Return exactly the span of lines in the following data that opens with the line containing "Where can you spot the black" and closes with the line containing "Where can you spot the white shirt?". Include nothing else.

··· Material for this exercise

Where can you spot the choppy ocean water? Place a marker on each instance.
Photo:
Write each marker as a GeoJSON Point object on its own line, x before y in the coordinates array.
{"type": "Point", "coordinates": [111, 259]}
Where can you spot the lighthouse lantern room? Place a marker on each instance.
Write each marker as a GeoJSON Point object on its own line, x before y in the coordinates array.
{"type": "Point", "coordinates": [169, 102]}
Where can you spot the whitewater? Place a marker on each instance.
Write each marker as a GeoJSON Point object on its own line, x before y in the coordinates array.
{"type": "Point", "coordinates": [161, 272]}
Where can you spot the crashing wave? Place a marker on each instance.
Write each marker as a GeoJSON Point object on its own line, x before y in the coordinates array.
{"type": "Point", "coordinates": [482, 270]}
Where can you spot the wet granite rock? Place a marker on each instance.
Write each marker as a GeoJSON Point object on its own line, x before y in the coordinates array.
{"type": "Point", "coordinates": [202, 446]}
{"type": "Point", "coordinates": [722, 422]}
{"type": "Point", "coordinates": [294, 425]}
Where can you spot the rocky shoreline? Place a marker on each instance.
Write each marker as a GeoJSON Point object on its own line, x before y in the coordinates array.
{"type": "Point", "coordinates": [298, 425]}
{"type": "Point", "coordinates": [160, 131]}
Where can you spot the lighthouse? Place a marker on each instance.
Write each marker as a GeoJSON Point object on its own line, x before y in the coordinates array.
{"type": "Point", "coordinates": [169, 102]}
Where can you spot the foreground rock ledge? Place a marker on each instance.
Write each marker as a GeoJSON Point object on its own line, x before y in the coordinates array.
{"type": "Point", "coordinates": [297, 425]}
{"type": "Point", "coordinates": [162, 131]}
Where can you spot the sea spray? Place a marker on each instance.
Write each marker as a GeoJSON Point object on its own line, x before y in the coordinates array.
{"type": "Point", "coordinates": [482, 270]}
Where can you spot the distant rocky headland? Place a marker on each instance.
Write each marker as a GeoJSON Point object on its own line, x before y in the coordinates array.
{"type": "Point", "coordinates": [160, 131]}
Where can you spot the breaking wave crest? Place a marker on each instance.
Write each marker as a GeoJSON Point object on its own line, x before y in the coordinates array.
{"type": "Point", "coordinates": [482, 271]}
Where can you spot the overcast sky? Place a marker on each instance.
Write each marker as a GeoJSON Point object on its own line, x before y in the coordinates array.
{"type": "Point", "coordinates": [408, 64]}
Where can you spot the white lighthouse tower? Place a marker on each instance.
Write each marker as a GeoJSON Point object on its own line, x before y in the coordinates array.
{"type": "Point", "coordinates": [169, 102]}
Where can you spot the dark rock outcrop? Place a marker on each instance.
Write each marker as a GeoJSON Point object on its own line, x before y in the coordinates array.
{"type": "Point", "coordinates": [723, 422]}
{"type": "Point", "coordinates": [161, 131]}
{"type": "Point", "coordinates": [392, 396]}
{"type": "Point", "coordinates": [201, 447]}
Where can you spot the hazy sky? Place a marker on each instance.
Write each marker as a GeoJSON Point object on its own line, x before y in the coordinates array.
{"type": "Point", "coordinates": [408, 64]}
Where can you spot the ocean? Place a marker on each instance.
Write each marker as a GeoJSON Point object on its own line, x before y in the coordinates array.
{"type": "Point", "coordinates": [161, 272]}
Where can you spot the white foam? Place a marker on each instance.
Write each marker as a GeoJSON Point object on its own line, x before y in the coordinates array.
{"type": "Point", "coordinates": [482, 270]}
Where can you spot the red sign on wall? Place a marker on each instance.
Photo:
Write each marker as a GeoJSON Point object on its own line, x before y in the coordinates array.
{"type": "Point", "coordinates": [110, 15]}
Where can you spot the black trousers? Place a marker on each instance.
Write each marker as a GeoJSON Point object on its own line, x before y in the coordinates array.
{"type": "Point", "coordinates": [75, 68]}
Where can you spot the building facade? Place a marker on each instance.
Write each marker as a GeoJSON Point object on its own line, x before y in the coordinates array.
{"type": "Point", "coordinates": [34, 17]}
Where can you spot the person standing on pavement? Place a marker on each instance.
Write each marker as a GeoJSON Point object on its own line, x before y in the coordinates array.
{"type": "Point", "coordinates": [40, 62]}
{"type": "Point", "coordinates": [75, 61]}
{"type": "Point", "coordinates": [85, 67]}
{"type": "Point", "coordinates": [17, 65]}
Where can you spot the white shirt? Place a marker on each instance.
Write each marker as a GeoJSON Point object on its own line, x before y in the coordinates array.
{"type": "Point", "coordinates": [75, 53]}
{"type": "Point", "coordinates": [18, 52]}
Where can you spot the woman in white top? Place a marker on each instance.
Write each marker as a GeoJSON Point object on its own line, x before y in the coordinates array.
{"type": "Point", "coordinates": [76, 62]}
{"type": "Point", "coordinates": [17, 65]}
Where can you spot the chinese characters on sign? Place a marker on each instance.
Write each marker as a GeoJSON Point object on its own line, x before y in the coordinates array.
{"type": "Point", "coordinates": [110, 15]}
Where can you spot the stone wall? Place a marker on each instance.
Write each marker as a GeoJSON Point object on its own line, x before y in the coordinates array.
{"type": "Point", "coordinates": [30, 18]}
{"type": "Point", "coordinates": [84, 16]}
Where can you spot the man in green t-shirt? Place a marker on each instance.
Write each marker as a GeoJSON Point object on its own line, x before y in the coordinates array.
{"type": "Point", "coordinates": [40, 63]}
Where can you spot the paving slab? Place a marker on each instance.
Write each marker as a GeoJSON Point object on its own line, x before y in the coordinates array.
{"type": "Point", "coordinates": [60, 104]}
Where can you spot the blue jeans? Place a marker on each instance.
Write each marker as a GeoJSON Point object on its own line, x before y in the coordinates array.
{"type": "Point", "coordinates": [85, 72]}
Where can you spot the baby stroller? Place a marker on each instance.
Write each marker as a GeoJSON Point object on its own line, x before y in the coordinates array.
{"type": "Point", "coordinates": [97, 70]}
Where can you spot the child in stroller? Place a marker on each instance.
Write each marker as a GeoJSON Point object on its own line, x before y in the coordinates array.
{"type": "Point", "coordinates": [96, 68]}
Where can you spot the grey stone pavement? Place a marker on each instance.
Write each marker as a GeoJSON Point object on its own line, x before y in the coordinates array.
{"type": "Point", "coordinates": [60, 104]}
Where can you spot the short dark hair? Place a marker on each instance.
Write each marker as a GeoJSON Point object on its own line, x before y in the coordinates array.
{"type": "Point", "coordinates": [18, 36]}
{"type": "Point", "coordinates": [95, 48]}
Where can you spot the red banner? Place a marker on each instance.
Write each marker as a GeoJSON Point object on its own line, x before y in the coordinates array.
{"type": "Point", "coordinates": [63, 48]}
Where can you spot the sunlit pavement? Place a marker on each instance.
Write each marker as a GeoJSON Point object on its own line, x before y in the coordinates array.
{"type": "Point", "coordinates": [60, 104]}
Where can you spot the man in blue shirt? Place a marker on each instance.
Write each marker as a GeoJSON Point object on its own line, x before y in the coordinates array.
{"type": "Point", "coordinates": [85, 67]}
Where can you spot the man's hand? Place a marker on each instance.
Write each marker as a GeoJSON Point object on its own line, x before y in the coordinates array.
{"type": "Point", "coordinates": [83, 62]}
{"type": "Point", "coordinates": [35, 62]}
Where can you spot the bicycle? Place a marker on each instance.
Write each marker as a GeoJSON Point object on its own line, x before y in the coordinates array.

······

Answer for the task:
Where can you spot the black trousers? Place a marker on each instance.
Write each marker as a GeoJSON Point object on its own line, x before y in the coordinates array.
{"type": "Point", "coordinates": [75, 68]}
Where can you spot the building facade? Place a marker on each instance.
Write each marker as a GeoJSON Point object on its own line, x before y in the coordinates array.
{"type": "Point", "coordinates": [34, 17]}
Where can you spot the person standing on pavement? Place a marker on each instance.
Write each marker as a GeoJSON Point object on its own line, x before y in the coordinates array.
{"type": "Point", "coordinates": [40, 62]}
{"type": "Point", "coordinates": [75, 61]}
{"type": "Point", "coordinates": [85, 67]}
{"type": "Point", "coordinates": [17, 65]}
Where can you spot the white shirt? Place a marker on each instance.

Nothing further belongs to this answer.